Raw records
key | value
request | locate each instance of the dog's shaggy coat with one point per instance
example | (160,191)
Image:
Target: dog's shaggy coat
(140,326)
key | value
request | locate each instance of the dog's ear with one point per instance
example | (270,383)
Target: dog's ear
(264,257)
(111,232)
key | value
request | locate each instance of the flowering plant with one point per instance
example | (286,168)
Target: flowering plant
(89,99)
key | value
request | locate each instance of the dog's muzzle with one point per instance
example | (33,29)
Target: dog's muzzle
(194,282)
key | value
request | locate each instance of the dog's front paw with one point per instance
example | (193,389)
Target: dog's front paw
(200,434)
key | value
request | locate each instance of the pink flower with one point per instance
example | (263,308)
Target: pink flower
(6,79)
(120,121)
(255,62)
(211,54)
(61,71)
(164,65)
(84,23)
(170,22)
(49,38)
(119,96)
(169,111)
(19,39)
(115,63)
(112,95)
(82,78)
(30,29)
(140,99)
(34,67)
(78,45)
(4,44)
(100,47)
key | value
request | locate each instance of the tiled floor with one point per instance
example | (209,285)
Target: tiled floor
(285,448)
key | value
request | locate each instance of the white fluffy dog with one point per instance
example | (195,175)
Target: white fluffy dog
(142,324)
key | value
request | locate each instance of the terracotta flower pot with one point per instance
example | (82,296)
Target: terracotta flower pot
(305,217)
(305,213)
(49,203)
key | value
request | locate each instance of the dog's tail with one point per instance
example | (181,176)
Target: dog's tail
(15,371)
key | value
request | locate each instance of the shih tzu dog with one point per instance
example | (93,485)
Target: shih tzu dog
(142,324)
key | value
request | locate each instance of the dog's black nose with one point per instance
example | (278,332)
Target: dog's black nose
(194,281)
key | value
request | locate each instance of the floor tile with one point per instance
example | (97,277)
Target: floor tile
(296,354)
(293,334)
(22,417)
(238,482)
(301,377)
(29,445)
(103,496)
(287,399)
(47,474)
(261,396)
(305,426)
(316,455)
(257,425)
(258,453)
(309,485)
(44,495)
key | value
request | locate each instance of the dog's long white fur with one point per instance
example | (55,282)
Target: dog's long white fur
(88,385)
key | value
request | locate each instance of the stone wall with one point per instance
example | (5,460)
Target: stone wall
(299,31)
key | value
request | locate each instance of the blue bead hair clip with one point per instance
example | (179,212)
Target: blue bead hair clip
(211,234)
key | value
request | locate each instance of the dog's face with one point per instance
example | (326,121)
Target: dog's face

# WHAT IS BEING ASKED:
Pick out every line in the listing above that contains the string "pink" and copy each of those lines. Case counts when matching.

# EXERCISE RESULT:
request | locate each instance of the pink flower with one point per instance
Target: pink flower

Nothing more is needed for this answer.